TASK 1: In the workshop announcement, which firm do the two IP specialists leading the workshop come from?
TASK 2: Please carry on writing the workshop announcement from the point where it stops.

AI for MedTech: Capturing the value in your intellectual property
Date and time
Capturing the value in your intellectual property
About this event
On Friday 17 June 2022, the NIHR Surgical MedTech Co-operative (Surgical MIC) will host a workshop lead by IP specialists, Virginia Driver and Andrew McKinlay, from Page White Farrer.
The Surgical MIC often supports and collaborates on grant funding applications from NIHR, UKRI and other funders. These funders often have a section on intellectual property (IP) and with an increase in applications that feature artificial intelligence (AI), the Surgical MIC wanted to provide its members and potential applicants with an opportunity to understand how they can best showcase their IP for AI in funding applications, with a view to increase your success rate.
The workshop is for AI developers focused on MedTech, and it will cover:
Busting the myths - while the value of patents within pharmaceuticals, biotech, and MedTech, is well known, there is a perception that it is not possible to protect software or AI in this way. This isn’t necessarily the case and not only is it possible to get protection, the IP rights can add considerable value in the context of seeking investment and grants.

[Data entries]
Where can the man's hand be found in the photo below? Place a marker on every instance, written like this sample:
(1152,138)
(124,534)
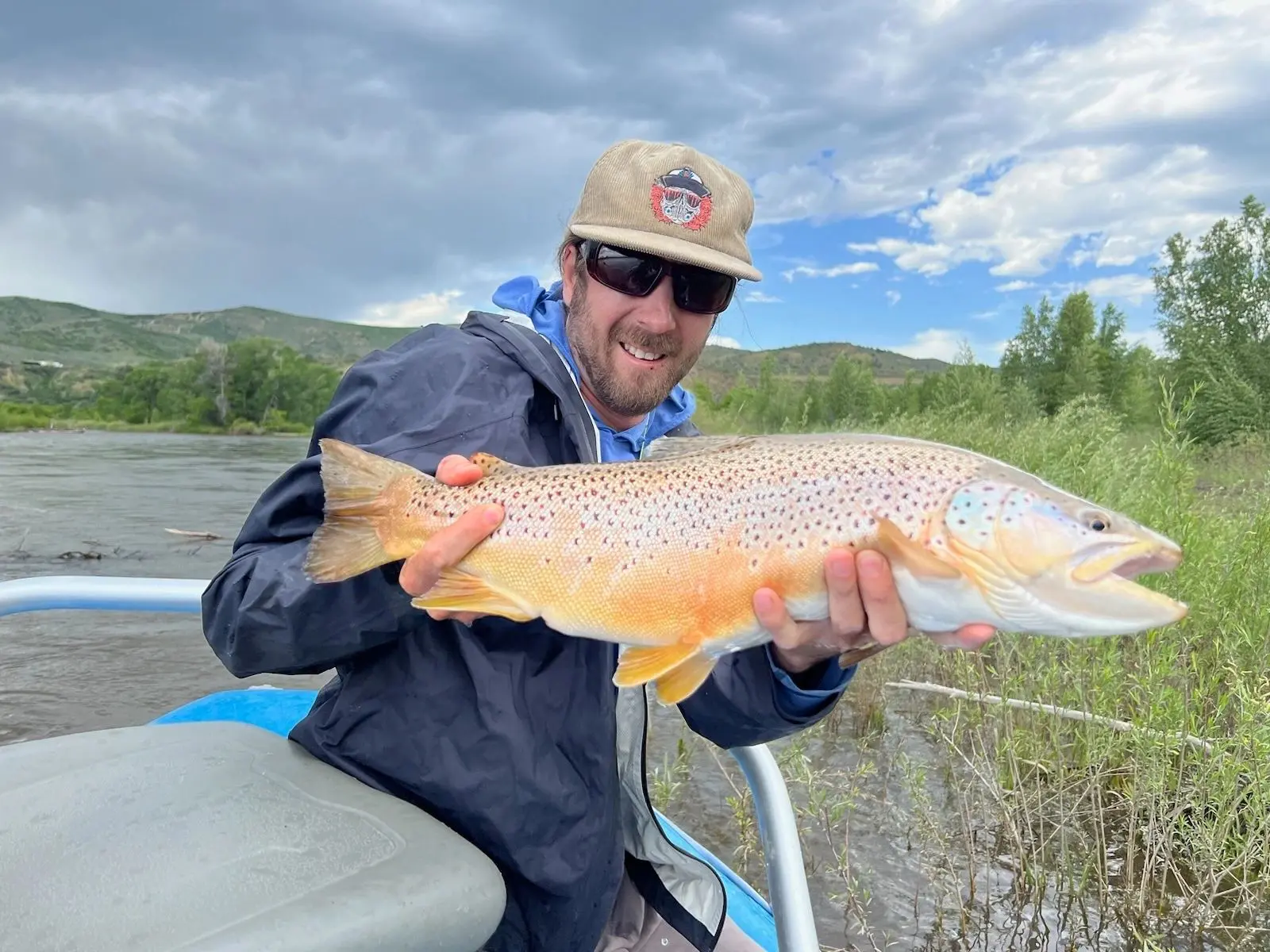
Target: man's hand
(864,607)
(448,547)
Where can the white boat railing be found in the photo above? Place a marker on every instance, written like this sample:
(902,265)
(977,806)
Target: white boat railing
(783,852)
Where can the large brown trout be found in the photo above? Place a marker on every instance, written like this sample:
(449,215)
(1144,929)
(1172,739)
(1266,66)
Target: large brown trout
(664,555)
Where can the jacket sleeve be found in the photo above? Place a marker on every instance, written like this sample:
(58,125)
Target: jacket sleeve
(747,700)
(260,612)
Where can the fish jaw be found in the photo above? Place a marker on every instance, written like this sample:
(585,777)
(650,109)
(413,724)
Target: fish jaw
(1045,571)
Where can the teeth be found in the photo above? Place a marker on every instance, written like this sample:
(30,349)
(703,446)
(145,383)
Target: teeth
(641,355)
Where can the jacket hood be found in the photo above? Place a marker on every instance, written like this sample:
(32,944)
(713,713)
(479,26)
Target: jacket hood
(545,309)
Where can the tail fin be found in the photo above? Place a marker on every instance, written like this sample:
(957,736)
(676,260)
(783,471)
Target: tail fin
(348,541)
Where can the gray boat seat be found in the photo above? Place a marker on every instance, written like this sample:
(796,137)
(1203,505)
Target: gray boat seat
(219,835)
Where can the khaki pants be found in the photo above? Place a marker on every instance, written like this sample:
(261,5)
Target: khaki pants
(634,927)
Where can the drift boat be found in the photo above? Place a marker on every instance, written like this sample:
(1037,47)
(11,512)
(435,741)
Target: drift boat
(207,831)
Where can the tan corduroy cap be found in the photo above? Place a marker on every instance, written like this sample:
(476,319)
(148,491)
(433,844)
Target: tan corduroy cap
(670,200)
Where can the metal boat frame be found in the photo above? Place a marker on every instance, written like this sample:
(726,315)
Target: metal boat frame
(783,854)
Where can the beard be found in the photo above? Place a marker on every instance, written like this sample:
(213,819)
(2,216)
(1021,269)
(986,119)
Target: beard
(625,393)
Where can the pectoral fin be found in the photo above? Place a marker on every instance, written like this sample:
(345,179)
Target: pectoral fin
(463,592)
(899,547)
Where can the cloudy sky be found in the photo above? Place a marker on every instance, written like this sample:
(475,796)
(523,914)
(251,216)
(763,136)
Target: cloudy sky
(922,168)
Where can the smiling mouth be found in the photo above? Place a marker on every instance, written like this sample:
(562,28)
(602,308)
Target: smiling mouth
(641,355)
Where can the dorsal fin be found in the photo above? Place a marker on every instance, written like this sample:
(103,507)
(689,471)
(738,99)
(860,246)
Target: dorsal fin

ANSWER 1: Page White Farrer.

ANSWER 2:
Avoiding the traps - in the huge rush to release, the excitement of achievement, and pressure to publish, AI developers can unintentionally leak valuable IP into the public domain – and scupper their chances of a patent.
At the interface between MedTech and AI, Virginia and Andrew will outline a roadmap for AI developers to secure the value in their IP and avoid the common pitfalls which can trip up those seeking their first patent.
Speaker Profile:
VIRGINIA DRIVER
European Patent Attorney, and Director of Page White Farrer
Former President of the Software Commission for the UNION of European Practitioners in Intellectual Property
Virginia is a European Patent Attorney, Chartered Patent Attorney, European Trade Mark Attorney and Registered Trade Mark Attorney.
With a degree in engineering science from Oxford, she has over twenty years of experience in the intellectual property profession and she has registered thousands of patents in a wide variety of scientific fields.
Her clients come from a range of technical industries such as audio and video coding, computer architecture and applications, signal processing, visible light communications, network protocols, and user interfaces, telecommunications and e-commerce. Increasingly, the technologies are extending into data science: AI, Fintech, Big Data etc.
Virginia specialises in designing and building patent portfolios as a business asset for companies. As outside counsel, she has been responsible for the development and growth of some very high profile portfolios, since acquired by major companies at significant values. Alignment of IP with business strategy played a key part in building the value of each portfolio.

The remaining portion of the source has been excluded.